● DATA FOR PROCESSING:
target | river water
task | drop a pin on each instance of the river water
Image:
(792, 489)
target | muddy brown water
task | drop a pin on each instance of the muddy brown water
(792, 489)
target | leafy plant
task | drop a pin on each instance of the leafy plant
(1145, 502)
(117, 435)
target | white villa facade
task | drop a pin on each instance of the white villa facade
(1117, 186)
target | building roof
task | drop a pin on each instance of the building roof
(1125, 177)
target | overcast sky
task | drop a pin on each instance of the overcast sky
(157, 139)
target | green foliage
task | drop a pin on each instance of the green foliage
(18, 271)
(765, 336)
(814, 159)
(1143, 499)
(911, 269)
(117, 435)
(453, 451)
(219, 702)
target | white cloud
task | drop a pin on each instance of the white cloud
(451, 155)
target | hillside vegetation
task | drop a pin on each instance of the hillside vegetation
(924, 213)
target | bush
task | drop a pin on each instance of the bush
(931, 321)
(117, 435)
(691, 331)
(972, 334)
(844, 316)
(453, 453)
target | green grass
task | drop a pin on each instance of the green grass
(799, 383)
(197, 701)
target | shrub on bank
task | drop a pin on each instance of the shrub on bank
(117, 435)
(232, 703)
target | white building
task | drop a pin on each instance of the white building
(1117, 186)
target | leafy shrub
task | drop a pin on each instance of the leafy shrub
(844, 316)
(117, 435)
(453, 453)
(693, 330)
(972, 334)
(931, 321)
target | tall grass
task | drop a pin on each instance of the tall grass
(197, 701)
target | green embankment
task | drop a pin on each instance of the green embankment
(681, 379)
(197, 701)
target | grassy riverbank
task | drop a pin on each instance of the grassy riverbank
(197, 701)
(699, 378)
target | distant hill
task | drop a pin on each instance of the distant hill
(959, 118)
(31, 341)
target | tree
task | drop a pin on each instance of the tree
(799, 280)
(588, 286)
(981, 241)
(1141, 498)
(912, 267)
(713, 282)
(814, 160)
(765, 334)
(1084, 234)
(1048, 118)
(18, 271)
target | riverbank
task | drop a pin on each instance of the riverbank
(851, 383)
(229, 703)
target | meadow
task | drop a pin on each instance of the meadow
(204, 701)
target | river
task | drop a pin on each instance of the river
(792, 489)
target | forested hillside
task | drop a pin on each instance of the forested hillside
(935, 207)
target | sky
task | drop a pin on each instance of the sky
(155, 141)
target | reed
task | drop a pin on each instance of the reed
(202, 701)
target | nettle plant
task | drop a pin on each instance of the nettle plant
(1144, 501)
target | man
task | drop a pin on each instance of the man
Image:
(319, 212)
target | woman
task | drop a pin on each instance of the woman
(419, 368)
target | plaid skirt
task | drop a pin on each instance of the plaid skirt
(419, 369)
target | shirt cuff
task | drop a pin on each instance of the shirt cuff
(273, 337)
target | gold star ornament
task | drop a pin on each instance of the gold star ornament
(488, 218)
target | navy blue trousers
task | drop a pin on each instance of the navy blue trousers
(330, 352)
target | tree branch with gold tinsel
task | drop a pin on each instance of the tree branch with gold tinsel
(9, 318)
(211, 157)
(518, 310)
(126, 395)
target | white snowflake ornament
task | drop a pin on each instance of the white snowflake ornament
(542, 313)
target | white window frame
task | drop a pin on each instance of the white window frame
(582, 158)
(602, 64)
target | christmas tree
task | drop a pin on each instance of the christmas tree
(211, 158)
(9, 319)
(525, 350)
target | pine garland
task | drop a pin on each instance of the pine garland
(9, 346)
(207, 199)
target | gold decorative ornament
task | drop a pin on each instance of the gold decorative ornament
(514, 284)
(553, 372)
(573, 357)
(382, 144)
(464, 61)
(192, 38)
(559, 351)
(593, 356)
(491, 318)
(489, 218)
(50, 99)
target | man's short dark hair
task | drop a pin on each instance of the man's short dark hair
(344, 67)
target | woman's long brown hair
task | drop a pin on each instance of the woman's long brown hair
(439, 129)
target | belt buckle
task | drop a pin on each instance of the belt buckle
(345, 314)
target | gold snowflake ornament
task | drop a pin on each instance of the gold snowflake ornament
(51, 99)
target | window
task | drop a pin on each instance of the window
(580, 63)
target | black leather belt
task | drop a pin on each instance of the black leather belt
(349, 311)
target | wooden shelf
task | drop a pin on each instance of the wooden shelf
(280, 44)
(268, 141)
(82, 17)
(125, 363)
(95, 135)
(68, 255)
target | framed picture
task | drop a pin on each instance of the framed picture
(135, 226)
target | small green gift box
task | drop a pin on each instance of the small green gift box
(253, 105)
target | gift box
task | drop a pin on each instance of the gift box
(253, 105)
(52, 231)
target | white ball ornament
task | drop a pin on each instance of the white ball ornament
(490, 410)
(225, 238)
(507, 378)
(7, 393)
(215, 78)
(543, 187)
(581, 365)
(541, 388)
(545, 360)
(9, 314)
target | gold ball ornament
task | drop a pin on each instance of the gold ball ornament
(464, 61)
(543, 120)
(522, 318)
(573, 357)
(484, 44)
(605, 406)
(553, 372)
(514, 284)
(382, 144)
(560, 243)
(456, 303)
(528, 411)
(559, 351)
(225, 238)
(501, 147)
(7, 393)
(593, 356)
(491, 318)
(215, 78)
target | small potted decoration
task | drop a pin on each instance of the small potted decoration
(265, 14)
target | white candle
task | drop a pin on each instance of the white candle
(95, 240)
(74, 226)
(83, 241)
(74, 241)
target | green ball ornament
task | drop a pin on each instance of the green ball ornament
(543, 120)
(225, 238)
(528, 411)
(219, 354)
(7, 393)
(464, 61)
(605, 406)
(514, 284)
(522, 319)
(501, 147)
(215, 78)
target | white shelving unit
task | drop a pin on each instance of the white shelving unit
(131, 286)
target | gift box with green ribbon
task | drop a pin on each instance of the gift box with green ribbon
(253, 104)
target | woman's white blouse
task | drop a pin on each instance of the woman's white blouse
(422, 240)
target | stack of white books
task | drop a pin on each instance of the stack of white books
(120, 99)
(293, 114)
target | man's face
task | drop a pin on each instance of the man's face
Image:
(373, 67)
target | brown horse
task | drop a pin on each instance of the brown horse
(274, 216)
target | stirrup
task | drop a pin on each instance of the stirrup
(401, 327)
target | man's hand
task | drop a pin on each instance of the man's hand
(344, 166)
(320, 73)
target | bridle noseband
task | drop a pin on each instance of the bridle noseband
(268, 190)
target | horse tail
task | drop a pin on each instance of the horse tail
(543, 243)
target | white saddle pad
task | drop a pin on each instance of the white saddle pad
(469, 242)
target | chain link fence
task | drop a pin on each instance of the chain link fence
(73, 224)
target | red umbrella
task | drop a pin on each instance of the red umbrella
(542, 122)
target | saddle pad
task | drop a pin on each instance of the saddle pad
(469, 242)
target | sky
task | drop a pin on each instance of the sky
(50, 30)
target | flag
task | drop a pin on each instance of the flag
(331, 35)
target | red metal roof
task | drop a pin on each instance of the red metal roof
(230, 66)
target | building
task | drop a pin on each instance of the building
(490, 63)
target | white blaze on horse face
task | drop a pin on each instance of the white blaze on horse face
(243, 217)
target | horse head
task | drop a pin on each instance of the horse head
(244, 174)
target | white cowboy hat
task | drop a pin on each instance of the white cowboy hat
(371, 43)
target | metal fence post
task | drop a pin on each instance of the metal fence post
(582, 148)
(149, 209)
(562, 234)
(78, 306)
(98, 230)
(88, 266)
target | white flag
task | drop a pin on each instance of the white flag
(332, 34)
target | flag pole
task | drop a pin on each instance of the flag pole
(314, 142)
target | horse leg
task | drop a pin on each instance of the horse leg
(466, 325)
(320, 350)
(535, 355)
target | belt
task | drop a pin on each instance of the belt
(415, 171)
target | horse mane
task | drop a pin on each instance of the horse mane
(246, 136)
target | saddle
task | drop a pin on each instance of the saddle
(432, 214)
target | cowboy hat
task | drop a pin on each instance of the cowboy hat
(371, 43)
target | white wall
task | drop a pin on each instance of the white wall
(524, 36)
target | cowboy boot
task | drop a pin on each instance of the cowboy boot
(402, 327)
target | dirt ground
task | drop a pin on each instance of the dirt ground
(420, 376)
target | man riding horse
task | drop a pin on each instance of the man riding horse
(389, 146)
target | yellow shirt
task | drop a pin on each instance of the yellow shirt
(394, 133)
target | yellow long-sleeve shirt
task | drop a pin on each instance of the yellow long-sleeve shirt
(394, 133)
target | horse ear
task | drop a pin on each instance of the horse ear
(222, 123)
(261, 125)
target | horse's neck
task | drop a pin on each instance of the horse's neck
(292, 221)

● EXERCISE DETAILS: Extract exactly and only the lines above from the line containing "the tree branch with gold tinsel" through the line containing "target | white ball ornament", both end lines included.

● SOLUTION:
task | drop a pin on each instance of the tree branch with gold tinsel
(9, 318)
(211, 157)
(518, 310)
(126, 395)
target | white snowflake ornament
task | drop a pin on each instance of the white snowflake ornament
(542, 313)
target | white window frame
task | drop a pin on each instance of the white window frame
(582, 158)
(602, 64)
target | christmas tree
task | drop a pin on each instance of the christmas tree
(211, 158)
(9, 319)
(525, 350)
target | pine garland
task | drop a pin on each instance of the pine garland
(9, 346)
(207, 199)
target | gold decorative ornament
task | drop a pin on each instance of the gold decorative ornament
(514, 284)
(553, 372)
(573, 357)
(382, 144)
(464, 61)
(192, 38)
(559, 351)
(593, 356)
(491, 318)
(489, 218)
(50, 99)
target | man's short dark hair
task | drop a pin on each instance of the man's short dark hair
(344, 67)
target | woman's long brown hair
task | drop a pin on each instance of the woman's long brown hair
(439, 129)
target | belt buckle
task | drop a pin on each instance of the belt buckle
(345, 314)
target | gold snowflake ornament
task | drop a pin on each instance of the gold snowflake ornament
(51, 99)
target | window
task | drop a pin on each instance of the window
(580, 63)
target | black leather belt
task | drop a pin on each instance of the black leather belt
(349, 311)
target | wooden shelf
task | drop a pin on each instance of the wooden shelf
(280, 44)
(268, 141)
(82, 17)
(125, 363)
(95, 135)
(68, 255)
target | framed picture
task | drop a pin on each instance of the framed picture
(135, 226)
target | small green gift box
task | drop a pin on each instance of the small green gift box
(253, 105)
target | gift box
task | drop a pin on each instance of the gift box
(253, 105)
(52, 231)
target | white ball ornament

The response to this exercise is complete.